_STUDY TEXT_
----
Texas leads as California dreams on

September 1, 2009

Financial Times

Newt Gingrich

California is in bad shape. It is likely to get worse. As America’s most populous state faces a $26.3 bn budget gap, lawmakers in Sacramento have had no choice but to make desperate spending cuts. Their latest solution? The legislature is debating a plan to release 27,000 prisoners early to save money on correctional facilities.

California, like so many other states facing budget shortfalls, is a victim of decades of reckless spending and unsustainable budgets. It was not always like this. The Golden State’s government services and public institutions – including its prisons – were models for the country in the 1960s and 1970s. But Californian policymakers stopped planning for the future. The state’s population ballooned from 23m in 1980 to 36m in 2008, and demographics shifted dramatically due to immigration. Roads, schools and prisons built with 1975 in mind are now crumbling and overcrowded.
----
Dataset entries

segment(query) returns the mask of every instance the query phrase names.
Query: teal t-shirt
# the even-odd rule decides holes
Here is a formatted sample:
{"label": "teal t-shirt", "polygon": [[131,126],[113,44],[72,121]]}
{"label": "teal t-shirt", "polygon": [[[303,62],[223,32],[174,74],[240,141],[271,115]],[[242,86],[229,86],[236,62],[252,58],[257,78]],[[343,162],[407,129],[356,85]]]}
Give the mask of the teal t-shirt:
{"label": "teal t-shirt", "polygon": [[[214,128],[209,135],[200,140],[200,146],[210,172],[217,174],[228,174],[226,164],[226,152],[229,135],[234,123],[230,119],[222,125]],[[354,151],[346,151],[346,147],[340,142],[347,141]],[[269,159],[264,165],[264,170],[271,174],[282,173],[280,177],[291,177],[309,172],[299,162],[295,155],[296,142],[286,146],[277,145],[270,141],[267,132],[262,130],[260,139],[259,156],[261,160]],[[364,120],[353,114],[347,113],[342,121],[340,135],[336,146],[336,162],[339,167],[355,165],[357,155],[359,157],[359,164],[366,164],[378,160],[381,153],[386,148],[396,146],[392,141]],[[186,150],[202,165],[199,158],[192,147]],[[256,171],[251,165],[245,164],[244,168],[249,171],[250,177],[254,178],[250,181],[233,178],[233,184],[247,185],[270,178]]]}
----
_PROBLEM REQUIREMENTS_
Rewrite the stretch of the article on California's budget from "California, like so" through "crumbling and overcrowded.", changing "policymakers" to "lawmakers".

_REPLY TO THE TASK_
California, like so many other states facing budget shortfalls, is a victim of decades of reckless spending and unsustainable budgets. It was not always like this. The Golden State’s government services and public institutions – including its prisons – were models for the country in the 1960s and 1970s. But Californian lawmakers stopped planning for the future. The state’s population ballooned from 23m in 1980 to 36m in 2008, and demographics shifted dramatically due to immigration. Roads, schools and prisons built with 1975 in mind are now crumbling and overcrowded.